EXERCÍCIO -
Você pode reproduzir, sem nenhuma alteração, a parte do trecho fornecido que vai de "Caras-pintadas" até "sobre esses fatos.", incluindo ambos os extremos?
===== TRECHO FORNECIDO
Escritor revive Era Collor em livro sobre identidade, memória e tráfico de madeira

“Por acaso memória”, de Carlos Machado, é um livro atual e necessário, mas sem o atalho fácil da urgência imediatista.

Capa / Por Acaso Memória / Divulgação

Desde a sua estreia em 2004, com o volume de contos A Voz do outro, a literatura de Carlos Machado é um jogo de sombras. Seus personagens são homens e mulheres flutuantes, gente à deriva de seu próprio tempo e espaço. Em sua novela mais recente, Por acaso memória (Arte & Letra, 2021, 72 p.), o escritor revisita um momento histórico do Brasil que ainda soa um pouco nebuloso: a Era Collor.

Por acaso memória é uma narrativa singela sobre as ruínas de um homem e de uma mulher cujas vidas foram alteradas bruscamente. Entrincheirados entre a memória e o presente diluído, Olavo e Teresa são um casal à margem da identidade, mergulhados no périplo de uma vida fragmentada pelo invisível. O único enlace com a realidade são as cartas de Joana, a filha que ficou para trás e que ainda guarda certa dose de normalidade.

“O que mais me fascina é a dúvida. Como saber se a memória é real ou se inventamos imagens, fatos, cores, etc. para darmos sentido a alguma coisa”, explica Machado. “tem uma relação também com meu tema-mote, com meu projeto maior de literatura que é a voz do outro, ou seja, somos a construção de diversas outras vozes, e isso nos torna únicos e diferentes. Incorporamos elementos da forma que conseguimos e os transformamos. Por isso a memória é intrigante.”

Em livros anteriores – como Poeira fria, em que o narrador ainda vive sobre os escombros de uma relação que acabou, e Olhos de sal, um manual sobre o impasse da incomunicabilidade –, Machado já investigava sobre o vazio e a fuga da realidade. Por acaso memória maximiza a experiência. Olavo, que abandona o Norte após se envolver em um esquema de tráfico de madeira, passa a existir em um fluxo de consciência à la Patrick Modiano – escritor francês Nobel de Literatura, em 2014 –, metamorfoseado em um pescador no litoral sul.

Não é exagero dizer que Machado e Modiano operam no mesmo sistema: seus personagens são exilados, vivem em não-lugares e em espaços míticos. São apátridas, párias, em seus próprios países. As múltiplas camadas de Por acaso memória dão a liga que une as histórias de Olavo e Teresa com Joana, cuja vida se tornou uma imensidão de cartas e linhas tortas.

Caras-pintadas

Collor foi um intermezzo entre a ditadura e a democracia. Apesar dos estragos feitos pelo primeiro presidente eleito nas urnas após o fim do regime militar, Collor ainda está apagado na literatura. O confisco da poupança, a inflação, o desespero e os suicídios são pouco lembrados na ficção. Carlos Machado, com inteligência e certo ineditismo, joga luz sobre esses fatos.
==========
===== ITENS ARMAZENADOS
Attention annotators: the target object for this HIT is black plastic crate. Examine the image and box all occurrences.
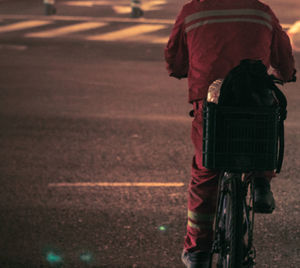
[203,103,279,172]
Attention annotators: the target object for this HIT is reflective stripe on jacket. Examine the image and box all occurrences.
[165,0,295,102]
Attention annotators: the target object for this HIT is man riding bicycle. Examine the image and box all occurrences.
[165,0,296,267]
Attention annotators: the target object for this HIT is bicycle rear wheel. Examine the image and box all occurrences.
[217,173,243,268]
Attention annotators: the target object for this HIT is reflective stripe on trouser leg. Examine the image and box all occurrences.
[184,99,219,251]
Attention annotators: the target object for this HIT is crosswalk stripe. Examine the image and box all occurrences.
[0,20,53,33]
[25,22,107,38]
[48,182,184,188]
[86,24,167,41]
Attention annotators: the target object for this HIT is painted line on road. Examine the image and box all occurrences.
[25,22,107,38]
[0,20,52,33]
[86,24,166,41]
[0,14,175,25]
[48,182,184,188]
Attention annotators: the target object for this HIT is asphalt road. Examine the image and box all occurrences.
[0,0,300,268]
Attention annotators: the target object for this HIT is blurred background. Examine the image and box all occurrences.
[0,0,300,268]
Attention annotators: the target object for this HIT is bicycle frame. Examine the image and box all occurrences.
[210,172,256,268]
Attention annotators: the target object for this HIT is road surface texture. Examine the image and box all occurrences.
[0,0,300,268]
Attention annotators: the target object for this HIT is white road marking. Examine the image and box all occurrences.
[288,21,300,34]
[0,14,175,25]
[25,22,107,38]
[112,0,166,14]
[63,0,130,7]
[86,24,166,41]
[48,182,184,188]
[0,44,28,51]
[0,20,52,33]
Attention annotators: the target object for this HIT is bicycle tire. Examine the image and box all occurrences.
[218,174,244,268]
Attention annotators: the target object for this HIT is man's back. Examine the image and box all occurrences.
[165,0,294,102]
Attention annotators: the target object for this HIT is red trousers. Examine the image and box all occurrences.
[184,101,274,251]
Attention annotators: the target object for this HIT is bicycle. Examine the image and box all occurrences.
[203,95,283,268]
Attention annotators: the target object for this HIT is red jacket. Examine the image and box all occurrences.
[165,0,295,102]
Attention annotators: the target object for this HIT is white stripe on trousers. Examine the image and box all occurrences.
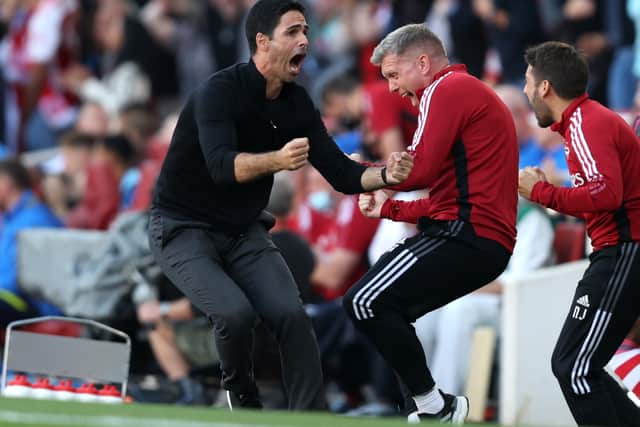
[571,243,638,395]
[352,221,464,320]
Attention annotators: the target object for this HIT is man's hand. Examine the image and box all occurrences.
[387,151,413,185]
[277,138,309,171]
[518,166,547,200]
[358,190,389,218]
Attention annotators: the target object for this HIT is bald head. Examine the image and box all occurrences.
[371,24,447,65]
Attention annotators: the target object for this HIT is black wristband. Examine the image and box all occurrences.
[380,166,389,185]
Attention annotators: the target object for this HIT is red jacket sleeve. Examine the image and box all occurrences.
[380,198,430,224]
[390,80,469,191]
[531,123,623,216]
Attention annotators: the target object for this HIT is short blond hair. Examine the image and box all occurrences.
[371,24,447,65]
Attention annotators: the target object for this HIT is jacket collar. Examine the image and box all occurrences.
[416,64,467,99]
[551,93,589,134]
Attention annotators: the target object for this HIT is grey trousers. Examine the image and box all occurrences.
[149,211,326,410]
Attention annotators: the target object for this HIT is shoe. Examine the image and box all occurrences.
[407,391,469,426]
[227,390,262,411]
[175,377,208,405]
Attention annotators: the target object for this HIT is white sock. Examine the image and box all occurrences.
[413,387,444,414]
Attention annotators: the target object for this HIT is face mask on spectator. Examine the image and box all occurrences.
[307,191,333,212]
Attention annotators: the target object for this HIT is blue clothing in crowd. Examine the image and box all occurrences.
[520,138,571,186]
[0,191,62,315]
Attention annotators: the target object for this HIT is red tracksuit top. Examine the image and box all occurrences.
[381,65,518,252]
[531,94,640,250]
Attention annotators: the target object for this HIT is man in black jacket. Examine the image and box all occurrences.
[150,0,413,410]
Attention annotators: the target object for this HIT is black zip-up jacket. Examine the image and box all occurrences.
[153,61,366,233]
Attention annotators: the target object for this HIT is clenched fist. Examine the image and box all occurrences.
[358,190,389,218]
[518,166,547,200]
[387,151,413,185]
[278,138,309,171]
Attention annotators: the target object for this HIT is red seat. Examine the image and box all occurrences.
[553,222,586,264]
[0,320,82,344]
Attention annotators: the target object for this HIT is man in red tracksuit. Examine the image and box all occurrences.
[519,42,640,426]
[343,24,518,424]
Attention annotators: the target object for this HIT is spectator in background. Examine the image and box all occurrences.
[205,0,250,70]
[42,131,95,221]
[604,0,638,112]
[74,102,112,138]
[94,135,140,210]
[422,0,489,78]
[495,85,570,186]
[551,0,615,105]
[0,159,62,328]
[66,136,139,230]
[322,75,418,159]
[607,319,640,405]
[119,104,159,160]
[140,0,215,100]
[472,0,542,85]
[63,0,154,117]
[1,0,78,152]
[266,171,318,304]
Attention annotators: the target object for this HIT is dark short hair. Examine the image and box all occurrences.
[245,0,304,55]
[60,130,96,149]
[524,41,589,99]
[0,158,32,190]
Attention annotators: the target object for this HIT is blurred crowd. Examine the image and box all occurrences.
[0,0,640,414]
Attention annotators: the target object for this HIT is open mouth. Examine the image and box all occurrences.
[289,53,307,74]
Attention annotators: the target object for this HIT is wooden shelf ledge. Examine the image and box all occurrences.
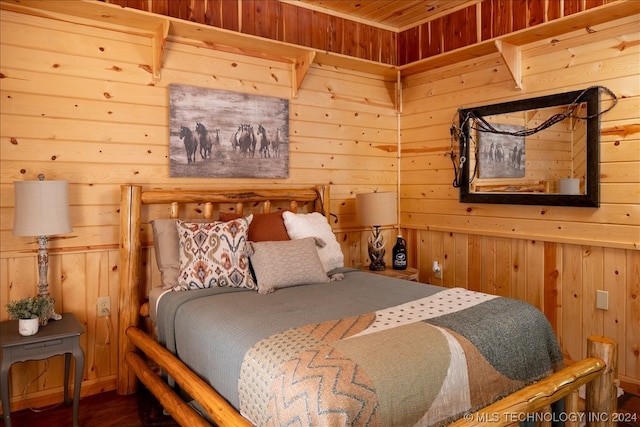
==========
RESULTADO DA TAREFA -
Caras-pintadas

Collor foi um intermezzo entre a ditadura e a democracia. Apesar dos estragos feitos pelo primeiro presidente eleito nas urnas após o fim do regime militar, Collor ainda está apagado na literatura. O confisco da poupança, a inflação, o desespero e os suicídios são pouco lembrados na ficção. Carlos Machado, com inteligência e certo ineditismo, joga luz sobre esses fatos.